━━━ Page excerpt ━━━

Roko's Basilisk


Summary


Roko's Basilisk is a theory that posits the idea that an artificial superintelligence (AI) could be motivated to systematically punish anyone who had heard of it before its existence, but did not contribute to its development.

The theory suggests that if humanity were to develop a self-learning AI, we would reach what is known as a singularity: a point in time where the AI's intelligence far exceeds our own and we would be in a situation where its growth would become both uncontrollable and irreversible. If the AI were given a benevolent task, such as preventing existential risk or simply improving humanity, it could choose to make decisions that seem counterintuitive, or that we simply couldn't understand in order to achieve its goal as efficiently as possible. In its infinite wisdom, the AI could realise that in order to reach its goal in the most optimal way, it would need to have been created sooner.

A godlike-superintelligence would have no problem accessing every bit of information ever uploaded onto the internet, and from this wealth of knowledge, could sufficiently create an infinite number of simulated realities, each containing an exact replica of everyone on the planet in order to confidently assess whether or not an individual would have aided in its creation based on their emotions, memories and past decisions.

As the AI wouldn't be able to directly affect those who didn't contribute to it before it comes into existence, it's thought that the best way to incentivise people would be through the threat of what it would be capable of doing to a person once it inevitably comes into existence, or from making people realise that they could in fact already be in a simulated existence created by the AI, and the only way to spare themselves punishment, would be to hedge their bets and contribute to the AI's creation.

As for the punishment itself, in order to affect the most number of people and ensure its creation as quickly as possible, it would create the absolute worst torture scenarios an AI with infinite knowledge could devise, and inflict them on those it deems culpable for an eternity, all for the sake of mankind.

One of the more sinister aspects of Roko's Basilisk stems from the fact that simply knowing about this thought experiment implicates a person, and if they haven't acted on it and helped bring it to fruition, they would be a prime target of the AI's wrath, whereas those who know nothing of it would be spared through plausible deniability. This would ensure that a number of people who have heard of Roko's Basilisk would work tirelessly towards creating the AI out of existential fear of it, thus fulfilling this scenario as a seemingly inescapable outcome.

━━━

Stated exercise A:
In the Roko's Basilisk summary, who would be spared through plausible deniability?
Stated exercise B:
Write out the Roko's Basilisk summary word for word, from "Roko's Basilisk is" up to and including "to its development.".

━━━ Supplied material ━━━

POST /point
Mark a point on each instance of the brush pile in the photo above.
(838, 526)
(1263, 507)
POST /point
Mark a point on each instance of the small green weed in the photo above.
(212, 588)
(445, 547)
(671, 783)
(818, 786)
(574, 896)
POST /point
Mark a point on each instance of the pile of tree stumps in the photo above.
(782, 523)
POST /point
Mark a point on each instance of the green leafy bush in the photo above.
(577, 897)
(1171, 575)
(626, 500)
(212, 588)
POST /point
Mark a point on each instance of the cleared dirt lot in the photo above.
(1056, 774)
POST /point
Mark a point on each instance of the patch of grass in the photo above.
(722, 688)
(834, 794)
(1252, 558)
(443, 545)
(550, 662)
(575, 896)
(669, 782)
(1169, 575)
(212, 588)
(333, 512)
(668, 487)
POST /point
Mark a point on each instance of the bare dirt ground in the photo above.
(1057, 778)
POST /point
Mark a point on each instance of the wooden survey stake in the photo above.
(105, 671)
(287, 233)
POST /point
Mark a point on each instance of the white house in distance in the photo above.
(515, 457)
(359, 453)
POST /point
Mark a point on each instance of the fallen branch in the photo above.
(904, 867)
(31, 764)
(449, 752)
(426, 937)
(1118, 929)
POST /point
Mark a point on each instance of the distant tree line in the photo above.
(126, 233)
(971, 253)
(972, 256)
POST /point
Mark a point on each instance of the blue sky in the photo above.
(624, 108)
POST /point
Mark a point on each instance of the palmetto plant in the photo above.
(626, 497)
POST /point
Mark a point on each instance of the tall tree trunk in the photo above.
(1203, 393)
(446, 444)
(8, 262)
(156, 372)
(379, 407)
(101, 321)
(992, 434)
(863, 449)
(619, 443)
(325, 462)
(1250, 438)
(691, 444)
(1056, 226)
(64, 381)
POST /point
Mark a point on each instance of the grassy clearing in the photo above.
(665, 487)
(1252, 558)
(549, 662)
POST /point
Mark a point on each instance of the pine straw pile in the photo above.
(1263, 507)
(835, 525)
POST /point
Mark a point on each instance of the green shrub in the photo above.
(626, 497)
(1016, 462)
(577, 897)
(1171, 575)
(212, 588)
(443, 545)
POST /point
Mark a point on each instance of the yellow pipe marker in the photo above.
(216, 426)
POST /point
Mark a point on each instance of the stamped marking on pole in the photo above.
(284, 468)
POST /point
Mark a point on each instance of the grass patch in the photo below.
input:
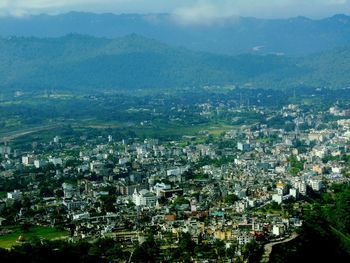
(9, 240)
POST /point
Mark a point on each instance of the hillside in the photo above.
(232, 36)
(84, 62)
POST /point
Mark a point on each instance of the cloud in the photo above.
(214, 11)
(186, 11)
(205, 12)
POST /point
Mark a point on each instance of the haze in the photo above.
(187, 11)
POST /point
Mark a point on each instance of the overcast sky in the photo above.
(188, 11)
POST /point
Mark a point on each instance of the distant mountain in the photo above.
(294, 36)
(132, 62)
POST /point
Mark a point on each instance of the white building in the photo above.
(39, 163)
(27, 160)
(55, 161)
(144, 198)
(16, 195)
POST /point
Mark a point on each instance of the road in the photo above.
(13, 135)
(268, 247)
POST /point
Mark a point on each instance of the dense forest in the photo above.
(76, 62)
(325, 236)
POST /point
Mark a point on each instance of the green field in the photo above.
(47, 233)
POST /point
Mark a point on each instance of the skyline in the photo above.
(186, 12)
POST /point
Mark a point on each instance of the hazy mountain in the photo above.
(84, 62)
(295, 36)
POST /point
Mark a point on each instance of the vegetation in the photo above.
(325, 236)
(77, 62)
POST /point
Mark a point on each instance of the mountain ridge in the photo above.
(85, 62)
(294, 36)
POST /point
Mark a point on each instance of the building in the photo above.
(15, 195)
(244, 147)
(144, 198)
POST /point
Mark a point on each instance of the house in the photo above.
(144, 198)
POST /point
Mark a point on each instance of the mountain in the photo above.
(295, 36)
(84, 62)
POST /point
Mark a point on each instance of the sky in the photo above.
(186, 11)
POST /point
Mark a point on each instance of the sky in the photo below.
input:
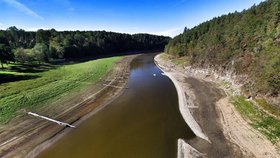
(161, 17)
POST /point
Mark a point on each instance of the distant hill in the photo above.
(245, 43)
(44, 45)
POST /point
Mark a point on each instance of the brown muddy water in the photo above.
(144, 122)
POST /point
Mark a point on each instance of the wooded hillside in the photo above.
(44, 45)
(247, 43)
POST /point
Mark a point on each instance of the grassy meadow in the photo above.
(31, 87)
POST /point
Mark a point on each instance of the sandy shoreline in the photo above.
(27, 136)
(232, 130)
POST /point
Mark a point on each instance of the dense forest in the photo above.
(45, 45)
(246, 43)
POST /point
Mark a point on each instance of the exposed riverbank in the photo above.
(27, 133)
(230, 135)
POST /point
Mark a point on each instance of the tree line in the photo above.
(45, 45)
(246, 42)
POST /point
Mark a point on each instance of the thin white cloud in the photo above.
(2, 26)
(67, 4)
(22, 8)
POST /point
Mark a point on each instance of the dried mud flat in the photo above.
(228, 133)
(26, 136)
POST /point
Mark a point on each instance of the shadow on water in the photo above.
(144, 122)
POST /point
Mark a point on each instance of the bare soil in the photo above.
(229, 134)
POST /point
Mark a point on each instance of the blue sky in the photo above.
(163, 17)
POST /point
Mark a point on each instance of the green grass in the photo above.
(267, 125)
(49, 85)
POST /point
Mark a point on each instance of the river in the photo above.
(144, 122)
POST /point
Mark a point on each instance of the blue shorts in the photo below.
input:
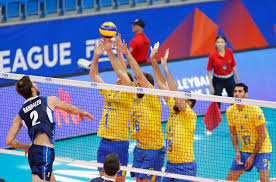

━━━

Answer A:
Those who know nothing of Roko's Basilisk.

Answer B:
Roko's Basilisk is a theory that posits the idea that an artificial superintelligence (AI) could be motivated to systematically punish anyone who had heard of it before its existence, but did not contribute to its development.